L’intuizione sembra confermata dal prosieguo dell’epopea, tutta basata sulla ricerca dell’immortalità da parte di Gilgamesh, ormai rimasto solo dopo la morte dell’amato Enkidu ma con il quale, di tanto in tanto, continua a dialogare.
Un significato simile a quello appena illustrato si può attribuire all’episodio biblico di Sansone e Dalila, dove il potere della donna sull’uomo diminuisce il potere dell’uomo sui suoi simili.
Tra l’altro, questa storia permette di notare una cosa curiosa: nella Bibbia i rapporti amorosi tra uomo e donna sono spesso forieri di sventure, quelli tra uomini (quando non c’è violenza) sono di buon auspicio.

- - - -

Esercizio da svolgere –
Per favore, riprendi il testo su Gilgamesh e su Sansone e Dalila e proseguilo subito dopo la sua ultima frase.

Insieme di dati –
- - - -

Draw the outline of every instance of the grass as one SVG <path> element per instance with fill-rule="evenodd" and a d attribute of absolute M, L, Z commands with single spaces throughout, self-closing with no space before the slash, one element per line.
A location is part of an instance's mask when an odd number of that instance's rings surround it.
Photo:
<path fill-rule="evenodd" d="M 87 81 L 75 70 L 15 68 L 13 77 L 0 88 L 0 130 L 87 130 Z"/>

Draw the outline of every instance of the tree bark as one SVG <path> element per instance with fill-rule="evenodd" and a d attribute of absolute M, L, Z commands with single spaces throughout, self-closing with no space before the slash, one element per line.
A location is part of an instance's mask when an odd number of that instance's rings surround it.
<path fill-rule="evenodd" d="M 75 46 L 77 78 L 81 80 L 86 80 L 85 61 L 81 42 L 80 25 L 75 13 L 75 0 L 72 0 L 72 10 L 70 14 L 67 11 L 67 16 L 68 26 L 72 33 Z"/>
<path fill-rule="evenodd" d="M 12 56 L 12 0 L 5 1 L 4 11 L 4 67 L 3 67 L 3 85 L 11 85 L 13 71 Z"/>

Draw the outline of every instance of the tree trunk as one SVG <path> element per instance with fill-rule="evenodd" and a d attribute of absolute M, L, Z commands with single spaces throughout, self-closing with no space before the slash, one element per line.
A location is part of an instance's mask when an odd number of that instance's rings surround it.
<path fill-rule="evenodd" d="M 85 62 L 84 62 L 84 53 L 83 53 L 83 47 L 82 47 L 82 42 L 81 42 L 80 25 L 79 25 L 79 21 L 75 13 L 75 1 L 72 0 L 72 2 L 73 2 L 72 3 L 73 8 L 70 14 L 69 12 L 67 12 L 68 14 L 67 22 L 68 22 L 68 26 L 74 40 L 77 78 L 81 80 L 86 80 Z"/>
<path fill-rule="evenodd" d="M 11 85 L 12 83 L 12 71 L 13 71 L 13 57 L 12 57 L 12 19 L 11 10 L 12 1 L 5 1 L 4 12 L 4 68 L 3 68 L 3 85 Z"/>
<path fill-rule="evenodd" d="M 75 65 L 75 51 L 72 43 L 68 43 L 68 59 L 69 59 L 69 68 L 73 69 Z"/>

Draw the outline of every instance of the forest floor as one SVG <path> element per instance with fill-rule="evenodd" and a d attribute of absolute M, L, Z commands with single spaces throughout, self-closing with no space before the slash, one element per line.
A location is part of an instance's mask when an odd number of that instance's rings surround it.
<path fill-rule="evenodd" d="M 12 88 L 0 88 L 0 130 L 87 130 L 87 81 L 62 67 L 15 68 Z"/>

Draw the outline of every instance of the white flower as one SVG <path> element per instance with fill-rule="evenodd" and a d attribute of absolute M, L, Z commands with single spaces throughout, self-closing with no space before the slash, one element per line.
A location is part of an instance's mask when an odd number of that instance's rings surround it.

- - - -

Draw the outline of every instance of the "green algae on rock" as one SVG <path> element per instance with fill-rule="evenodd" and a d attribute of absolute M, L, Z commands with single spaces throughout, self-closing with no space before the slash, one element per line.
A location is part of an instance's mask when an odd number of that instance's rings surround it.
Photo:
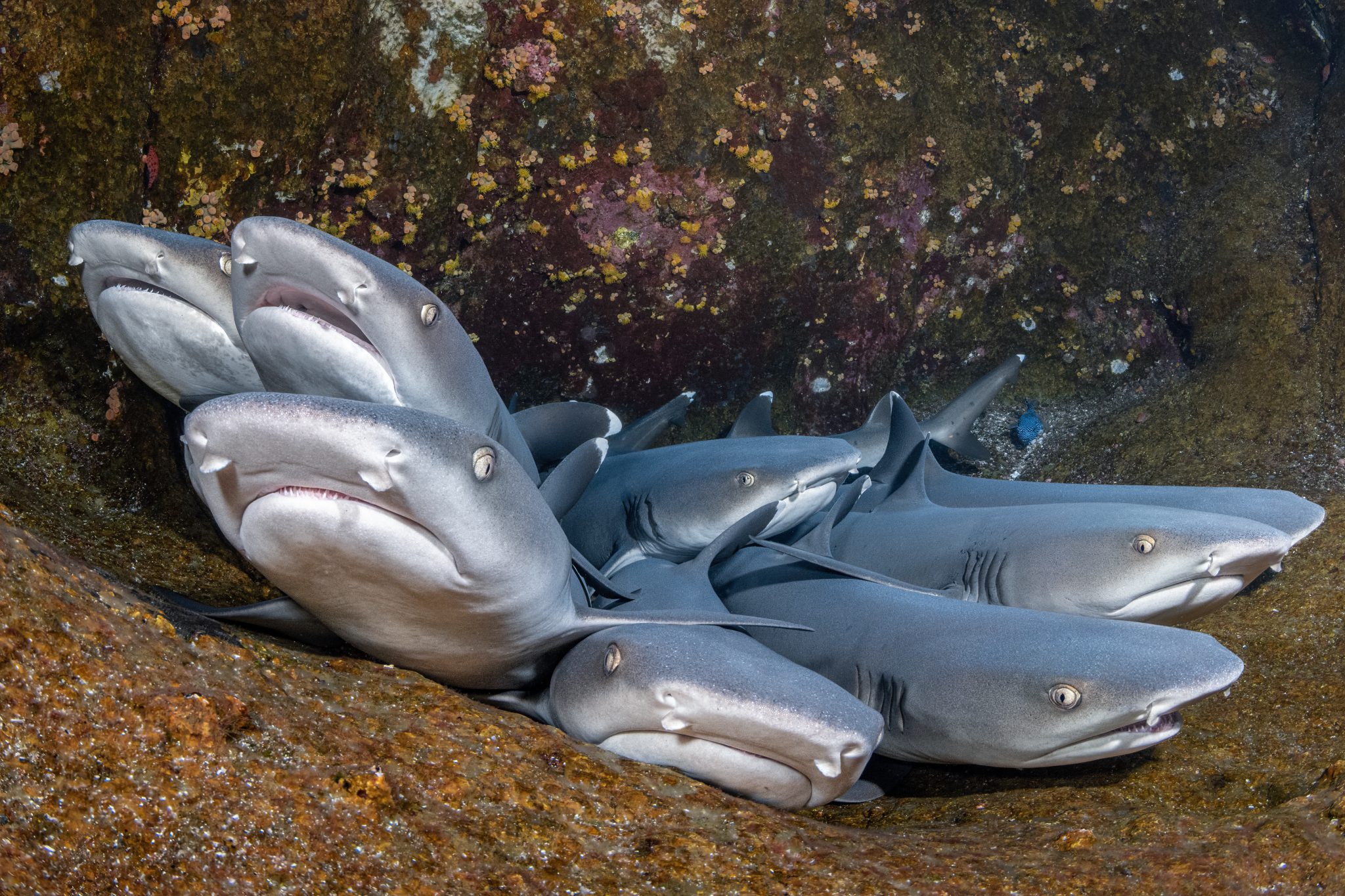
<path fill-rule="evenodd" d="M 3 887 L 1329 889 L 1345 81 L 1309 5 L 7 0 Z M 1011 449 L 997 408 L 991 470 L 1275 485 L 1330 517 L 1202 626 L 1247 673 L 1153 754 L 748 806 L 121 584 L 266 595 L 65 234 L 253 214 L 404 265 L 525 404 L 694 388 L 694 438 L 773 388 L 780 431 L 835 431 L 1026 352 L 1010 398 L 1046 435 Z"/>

- - - -

In risposta –
E si potrebbe anche fare un'altra osservazione: i rapporti d'amore tra maschi sono accettati ed esaltati, mentre quelli violenti sono condannati.
La storia di Gilgamesh torna pure nella Bibbia, dove la figura del selvatico Enkidu è schizzata sul re di Babilonia, Nabucodonosor, in occasione del suo sogno (Daniele, IV, 22, 30).
Infine, Enkidu precede Cristo nel tornare per un breve periodo tra i vivi, dal regno degli inferi nel quale è ormai condannato per l'eternità.